Pick up the article on notorious Hong Kong true crimes after its last sentence and write the next entry on the list.

-- PASSAGE GIVEN --
'''

GBA Lifestyle News
By Celia Hu | April 5th, 2022

Hong Kong has the stellar reputation of being spectacularly safe and low in crime, and we often take the city’s orderly conduct for granted. However, there’s always has a dark side that pulses under the veneer of even the safest of societies, and we’ve composed a list of notorious true crimes that happened right in our backyard. Some of these cases are so bizarre and gruesome, that truth is often stranger than fiction. Maybe, just maybe, it’s wise to sometimes check behind your shoulder, or keep an eye on those closest to you. Trigger warnings abound — so read on at your own risk.

 

The Milkshake Murder

SCMP, Photo: Dickson Lee

We all love a good milkshake, but not when it’s laced with a cocktail of drugs. According to court accounts, Nancy Kissel decided to whip up a little something sweet and lethal in 2003 for her 40 year-old Merrill Lynch investment banker husband, Robert Kissel. Then, she bludgeoned him to death with a metal statuette. Marital disputes and a foreboding divorce seem to be the driving force behind the crime. The corpse was left in their Parkview bedroom for days before Nancy bought new carpets from Tequila Kola (fancy!) to roll the body in and called building management to haul her dead husband into the complex’s storeroom. Needless to say, all things deteriorate rapidly in Hong Kong’s tropical, humid climate and the evidence kicked up a real stink. Nancy was convicted of murder in 2005 and is currently serving a life sentence in Hong Kong.

'''

-- Rows from a segmentation dataset --

'''

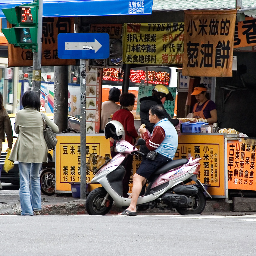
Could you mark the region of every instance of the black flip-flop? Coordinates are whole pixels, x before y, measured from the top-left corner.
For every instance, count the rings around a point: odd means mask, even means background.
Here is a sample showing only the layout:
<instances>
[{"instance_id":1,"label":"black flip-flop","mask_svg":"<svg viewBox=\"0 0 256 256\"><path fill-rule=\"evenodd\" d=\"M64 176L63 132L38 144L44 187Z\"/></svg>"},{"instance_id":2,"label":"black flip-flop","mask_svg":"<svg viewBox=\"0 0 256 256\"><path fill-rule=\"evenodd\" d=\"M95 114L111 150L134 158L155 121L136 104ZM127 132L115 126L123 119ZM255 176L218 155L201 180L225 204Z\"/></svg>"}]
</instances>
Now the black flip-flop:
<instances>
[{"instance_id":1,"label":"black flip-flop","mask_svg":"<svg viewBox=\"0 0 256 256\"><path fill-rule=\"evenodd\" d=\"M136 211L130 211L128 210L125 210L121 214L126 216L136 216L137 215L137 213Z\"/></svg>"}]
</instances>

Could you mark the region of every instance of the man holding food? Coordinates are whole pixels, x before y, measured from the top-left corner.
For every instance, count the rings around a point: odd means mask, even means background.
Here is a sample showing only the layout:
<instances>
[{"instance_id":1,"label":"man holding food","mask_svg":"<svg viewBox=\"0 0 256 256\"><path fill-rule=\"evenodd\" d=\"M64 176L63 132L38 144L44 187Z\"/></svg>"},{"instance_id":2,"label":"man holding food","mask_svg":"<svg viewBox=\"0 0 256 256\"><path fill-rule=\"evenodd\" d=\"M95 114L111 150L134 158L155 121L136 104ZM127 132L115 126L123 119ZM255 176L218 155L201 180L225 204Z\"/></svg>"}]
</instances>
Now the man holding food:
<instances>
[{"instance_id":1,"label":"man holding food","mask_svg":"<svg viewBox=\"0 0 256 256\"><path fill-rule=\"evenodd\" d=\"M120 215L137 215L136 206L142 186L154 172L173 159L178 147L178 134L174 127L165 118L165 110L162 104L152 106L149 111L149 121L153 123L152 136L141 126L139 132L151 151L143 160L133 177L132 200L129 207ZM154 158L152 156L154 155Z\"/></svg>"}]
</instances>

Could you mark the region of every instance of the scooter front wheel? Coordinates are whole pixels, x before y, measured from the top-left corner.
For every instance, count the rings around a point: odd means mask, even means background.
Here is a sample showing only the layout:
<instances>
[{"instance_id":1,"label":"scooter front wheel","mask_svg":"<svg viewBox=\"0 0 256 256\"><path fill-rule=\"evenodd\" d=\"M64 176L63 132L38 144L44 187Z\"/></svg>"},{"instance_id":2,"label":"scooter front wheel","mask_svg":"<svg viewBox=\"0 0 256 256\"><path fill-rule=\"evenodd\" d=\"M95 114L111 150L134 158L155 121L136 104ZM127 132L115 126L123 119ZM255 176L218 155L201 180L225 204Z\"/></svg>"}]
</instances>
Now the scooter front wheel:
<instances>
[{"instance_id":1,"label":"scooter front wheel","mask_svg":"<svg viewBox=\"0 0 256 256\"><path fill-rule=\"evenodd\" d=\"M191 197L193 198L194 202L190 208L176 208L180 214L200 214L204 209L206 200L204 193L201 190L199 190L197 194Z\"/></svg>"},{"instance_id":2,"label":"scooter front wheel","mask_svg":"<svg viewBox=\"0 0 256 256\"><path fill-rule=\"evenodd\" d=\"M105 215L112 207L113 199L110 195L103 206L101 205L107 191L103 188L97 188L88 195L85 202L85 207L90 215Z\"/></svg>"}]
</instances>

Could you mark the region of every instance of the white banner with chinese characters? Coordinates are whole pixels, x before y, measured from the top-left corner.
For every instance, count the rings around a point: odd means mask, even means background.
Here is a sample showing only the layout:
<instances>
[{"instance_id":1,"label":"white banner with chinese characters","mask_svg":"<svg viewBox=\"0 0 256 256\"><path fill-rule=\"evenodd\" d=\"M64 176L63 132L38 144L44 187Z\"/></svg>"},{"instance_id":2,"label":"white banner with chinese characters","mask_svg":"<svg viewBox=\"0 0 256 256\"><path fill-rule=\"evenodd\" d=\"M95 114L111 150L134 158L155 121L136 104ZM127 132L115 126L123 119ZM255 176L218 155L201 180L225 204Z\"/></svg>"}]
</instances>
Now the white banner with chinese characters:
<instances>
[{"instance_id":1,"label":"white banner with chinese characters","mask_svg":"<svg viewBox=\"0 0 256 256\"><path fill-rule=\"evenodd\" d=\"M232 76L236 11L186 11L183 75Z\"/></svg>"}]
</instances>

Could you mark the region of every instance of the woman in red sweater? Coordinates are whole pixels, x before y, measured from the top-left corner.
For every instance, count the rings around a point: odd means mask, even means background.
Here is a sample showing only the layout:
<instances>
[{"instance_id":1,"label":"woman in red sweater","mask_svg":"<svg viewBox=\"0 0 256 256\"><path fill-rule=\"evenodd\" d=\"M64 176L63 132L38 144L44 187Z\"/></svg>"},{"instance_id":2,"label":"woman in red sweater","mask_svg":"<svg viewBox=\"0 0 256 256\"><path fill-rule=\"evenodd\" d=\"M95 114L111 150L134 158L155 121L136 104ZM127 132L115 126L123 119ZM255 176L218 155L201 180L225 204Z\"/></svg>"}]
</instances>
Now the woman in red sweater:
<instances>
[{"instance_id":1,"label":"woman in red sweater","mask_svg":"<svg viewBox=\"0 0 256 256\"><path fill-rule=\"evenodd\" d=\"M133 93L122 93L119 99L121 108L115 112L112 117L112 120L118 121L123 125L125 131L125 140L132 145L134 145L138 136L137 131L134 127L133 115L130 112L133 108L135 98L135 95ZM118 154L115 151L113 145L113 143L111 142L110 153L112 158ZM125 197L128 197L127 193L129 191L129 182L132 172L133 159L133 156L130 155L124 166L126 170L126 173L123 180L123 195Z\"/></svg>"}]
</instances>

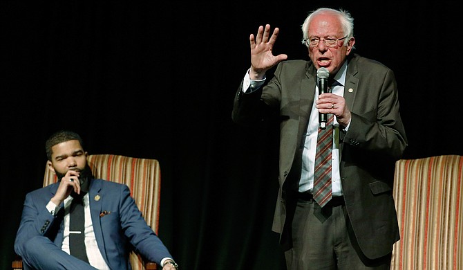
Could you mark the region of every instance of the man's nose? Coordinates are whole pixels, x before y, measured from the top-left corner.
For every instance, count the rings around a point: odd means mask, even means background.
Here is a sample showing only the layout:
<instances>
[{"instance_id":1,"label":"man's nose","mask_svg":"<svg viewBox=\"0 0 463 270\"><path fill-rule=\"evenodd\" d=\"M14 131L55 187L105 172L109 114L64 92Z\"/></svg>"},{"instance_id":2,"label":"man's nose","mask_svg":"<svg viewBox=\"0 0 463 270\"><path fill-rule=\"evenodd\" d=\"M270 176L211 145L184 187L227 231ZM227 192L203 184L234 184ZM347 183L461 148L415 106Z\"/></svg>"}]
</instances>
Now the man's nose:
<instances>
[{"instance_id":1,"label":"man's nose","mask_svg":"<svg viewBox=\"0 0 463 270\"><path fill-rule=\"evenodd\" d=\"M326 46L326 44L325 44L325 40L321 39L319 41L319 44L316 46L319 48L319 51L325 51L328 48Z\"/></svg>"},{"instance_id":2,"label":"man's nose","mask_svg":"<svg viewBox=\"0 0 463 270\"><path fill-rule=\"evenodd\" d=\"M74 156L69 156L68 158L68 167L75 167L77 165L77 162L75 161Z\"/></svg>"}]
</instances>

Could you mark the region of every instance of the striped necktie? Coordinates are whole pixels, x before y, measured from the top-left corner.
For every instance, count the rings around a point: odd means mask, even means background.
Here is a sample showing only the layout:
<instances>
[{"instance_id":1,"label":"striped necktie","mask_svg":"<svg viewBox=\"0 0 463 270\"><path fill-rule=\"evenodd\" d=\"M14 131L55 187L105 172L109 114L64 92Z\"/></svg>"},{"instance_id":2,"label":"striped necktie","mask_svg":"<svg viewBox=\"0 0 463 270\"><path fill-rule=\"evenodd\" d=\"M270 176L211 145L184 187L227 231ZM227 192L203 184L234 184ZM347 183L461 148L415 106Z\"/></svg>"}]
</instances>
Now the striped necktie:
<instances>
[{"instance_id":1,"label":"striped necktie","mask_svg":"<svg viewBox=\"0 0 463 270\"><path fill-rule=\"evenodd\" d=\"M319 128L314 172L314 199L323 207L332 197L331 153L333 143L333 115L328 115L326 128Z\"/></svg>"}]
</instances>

'''
'''

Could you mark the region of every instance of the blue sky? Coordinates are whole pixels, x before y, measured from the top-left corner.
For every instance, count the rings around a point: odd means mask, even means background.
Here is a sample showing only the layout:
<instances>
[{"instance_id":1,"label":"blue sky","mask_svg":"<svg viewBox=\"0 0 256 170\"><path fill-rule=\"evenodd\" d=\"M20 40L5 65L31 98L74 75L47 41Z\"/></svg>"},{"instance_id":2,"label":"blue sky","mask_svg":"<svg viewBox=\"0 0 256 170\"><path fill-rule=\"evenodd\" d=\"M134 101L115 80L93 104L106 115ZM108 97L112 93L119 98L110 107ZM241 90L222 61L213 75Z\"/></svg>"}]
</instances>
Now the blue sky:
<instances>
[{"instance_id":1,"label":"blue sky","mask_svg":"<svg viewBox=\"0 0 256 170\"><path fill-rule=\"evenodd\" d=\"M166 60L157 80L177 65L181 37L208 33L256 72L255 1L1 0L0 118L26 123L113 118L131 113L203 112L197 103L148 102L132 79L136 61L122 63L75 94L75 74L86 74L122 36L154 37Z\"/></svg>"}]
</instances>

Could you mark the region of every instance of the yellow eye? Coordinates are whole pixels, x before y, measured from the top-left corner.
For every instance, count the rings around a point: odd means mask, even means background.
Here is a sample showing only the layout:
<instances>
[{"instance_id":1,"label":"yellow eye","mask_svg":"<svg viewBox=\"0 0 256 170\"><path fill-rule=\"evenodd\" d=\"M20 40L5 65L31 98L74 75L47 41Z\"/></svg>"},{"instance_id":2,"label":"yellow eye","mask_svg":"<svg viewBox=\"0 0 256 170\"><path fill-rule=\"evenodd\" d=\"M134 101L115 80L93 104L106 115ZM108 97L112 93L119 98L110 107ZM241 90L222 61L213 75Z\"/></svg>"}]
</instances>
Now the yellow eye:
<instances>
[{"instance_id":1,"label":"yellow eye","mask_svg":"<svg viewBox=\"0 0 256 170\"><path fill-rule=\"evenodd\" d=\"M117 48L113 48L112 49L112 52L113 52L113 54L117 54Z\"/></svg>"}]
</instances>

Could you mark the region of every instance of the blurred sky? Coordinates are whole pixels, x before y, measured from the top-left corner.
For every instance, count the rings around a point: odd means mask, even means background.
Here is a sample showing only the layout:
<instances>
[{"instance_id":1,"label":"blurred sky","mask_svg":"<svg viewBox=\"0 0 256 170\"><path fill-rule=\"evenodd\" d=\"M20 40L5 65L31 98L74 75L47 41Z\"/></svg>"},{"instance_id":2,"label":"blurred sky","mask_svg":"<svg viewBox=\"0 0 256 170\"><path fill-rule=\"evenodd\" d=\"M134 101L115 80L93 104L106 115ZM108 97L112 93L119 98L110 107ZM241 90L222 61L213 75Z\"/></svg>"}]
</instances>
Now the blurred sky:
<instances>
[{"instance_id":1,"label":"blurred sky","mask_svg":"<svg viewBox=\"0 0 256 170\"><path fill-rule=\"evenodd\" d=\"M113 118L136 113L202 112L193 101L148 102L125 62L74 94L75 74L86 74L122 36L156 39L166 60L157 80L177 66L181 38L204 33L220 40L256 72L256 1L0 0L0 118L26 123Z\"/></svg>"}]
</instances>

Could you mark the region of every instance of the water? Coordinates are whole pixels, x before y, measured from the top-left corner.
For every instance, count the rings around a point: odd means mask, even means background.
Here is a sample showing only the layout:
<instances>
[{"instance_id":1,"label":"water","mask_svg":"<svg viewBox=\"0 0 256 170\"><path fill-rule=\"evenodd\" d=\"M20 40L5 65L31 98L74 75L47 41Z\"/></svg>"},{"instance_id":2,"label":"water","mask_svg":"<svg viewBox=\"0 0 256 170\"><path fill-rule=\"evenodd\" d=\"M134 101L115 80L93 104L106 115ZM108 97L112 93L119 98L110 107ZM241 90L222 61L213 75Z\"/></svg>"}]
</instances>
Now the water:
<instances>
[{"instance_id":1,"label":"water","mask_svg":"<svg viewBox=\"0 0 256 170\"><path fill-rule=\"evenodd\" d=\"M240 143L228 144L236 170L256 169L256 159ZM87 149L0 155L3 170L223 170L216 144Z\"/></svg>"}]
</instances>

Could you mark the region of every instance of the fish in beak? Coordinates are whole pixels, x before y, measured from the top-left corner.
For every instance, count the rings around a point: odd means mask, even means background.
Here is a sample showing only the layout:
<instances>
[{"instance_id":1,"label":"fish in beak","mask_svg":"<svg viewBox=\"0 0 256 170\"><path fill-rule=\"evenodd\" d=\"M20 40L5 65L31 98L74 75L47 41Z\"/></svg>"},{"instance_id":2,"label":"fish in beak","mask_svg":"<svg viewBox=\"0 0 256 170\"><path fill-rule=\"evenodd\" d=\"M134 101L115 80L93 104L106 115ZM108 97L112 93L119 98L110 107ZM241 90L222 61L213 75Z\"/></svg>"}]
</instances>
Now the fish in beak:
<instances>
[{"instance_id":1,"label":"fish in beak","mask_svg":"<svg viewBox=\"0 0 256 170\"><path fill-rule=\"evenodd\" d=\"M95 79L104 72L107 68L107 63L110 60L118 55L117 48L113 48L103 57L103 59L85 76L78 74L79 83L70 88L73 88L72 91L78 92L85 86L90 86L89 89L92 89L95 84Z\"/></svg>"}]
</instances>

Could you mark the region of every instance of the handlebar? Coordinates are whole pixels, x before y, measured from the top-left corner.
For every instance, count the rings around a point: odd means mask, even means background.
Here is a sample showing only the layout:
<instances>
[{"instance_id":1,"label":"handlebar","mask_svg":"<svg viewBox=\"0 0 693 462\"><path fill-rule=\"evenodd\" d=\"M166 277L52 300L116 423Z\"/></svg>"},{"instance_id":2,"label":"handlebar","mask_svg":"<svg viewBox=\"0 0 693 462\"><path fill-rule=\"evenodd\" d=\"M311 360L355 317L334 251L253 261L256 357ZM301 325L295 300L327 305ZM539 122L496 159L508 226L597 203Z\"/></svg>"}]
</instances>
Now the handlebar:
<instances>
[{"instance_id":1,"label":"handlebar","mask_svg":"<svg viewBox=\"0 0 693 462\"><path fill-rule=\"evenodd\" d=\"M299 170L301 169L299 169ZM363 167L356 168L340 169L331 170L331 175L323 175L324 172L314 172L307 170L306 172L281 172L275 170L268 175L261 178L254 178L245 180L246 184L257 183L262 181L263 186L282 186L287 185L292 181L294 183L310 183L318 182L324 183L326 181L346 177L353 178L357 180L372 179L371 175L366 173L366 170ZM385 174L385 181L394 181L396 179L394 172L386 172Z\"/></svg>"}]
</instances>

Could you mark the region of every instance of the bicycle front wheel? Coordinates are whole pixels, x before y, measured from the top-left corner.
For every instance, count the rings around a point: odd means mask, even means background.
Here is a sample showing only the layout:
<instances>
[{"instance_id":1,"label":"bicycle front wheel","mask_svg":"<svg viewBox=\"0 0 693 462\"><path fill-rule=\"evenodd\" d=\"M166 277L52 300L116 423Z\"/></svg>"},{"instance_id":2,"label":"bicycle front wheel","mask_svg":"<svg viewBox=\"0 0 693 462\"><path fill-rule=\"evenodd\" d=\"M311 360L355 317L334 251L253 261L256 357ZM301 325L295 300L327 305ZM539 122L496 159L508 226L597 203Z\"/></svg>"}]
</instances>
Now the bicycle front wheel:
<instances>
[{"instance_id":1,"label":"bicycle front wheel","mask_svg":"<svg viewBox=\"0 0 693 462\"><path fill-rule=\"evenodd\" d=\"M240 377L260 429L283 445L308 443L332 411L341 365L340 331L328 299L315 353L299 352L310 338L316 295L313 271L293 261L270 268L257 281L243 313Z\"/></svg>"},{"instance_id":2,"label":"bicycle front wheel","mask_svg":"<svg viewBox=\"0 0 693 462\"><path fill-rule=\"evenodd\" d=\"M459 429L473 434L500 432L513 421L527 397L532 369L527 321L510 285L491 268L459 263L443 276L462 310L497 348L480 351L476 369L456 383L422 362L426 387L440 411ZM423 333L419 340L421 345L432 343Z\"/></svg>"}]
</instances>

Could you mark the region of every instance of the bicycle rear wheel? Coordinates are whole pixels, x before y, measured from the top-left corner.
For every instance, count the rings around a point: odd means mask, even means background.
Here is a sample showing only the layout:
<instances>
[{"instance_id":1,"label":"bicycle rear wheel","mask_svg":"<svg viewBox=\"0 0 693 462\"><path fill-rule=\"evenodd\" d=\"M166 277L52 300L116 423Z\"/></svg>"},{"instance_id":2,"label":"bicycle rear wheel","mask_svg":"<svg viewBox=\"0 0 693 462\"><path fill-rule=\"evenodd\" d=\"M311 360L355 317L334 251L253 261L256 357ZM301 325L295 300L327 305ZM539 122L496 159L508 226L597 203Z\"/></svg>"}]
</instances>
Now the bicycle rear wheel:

'''

-- ANSWER TO THE EXERCISE --
 

The Microwave Murders

They are your pride and joy, but what happens when you realize you’ve raised a monster? The terrible murders of Glory Chau and Moon Siu at the hands of their son, Henry, and his friend, Angus Tse, are horrific examples of murderous offspring. In 2013, Henry lured his parents to Angus’s apartment in Tai Kok Tsui and killed them before dismembering and cooking their remains in a microwave. The murderous duo even salted and glazed some of the body parts to resemble char siu and packed them over rice in neatly stacked styrofoam lunchboxes. Henry then told others that his parents disappeared whilst on a trip to mainland China, and even set up a Facebook page with his brother to search for his parents. He was convicted after he confessed to the murders via a WhatsApp gaming group. The trial garnered massive media coverage and several jurors were dismissed due to the stress caused by the horrific details of the case.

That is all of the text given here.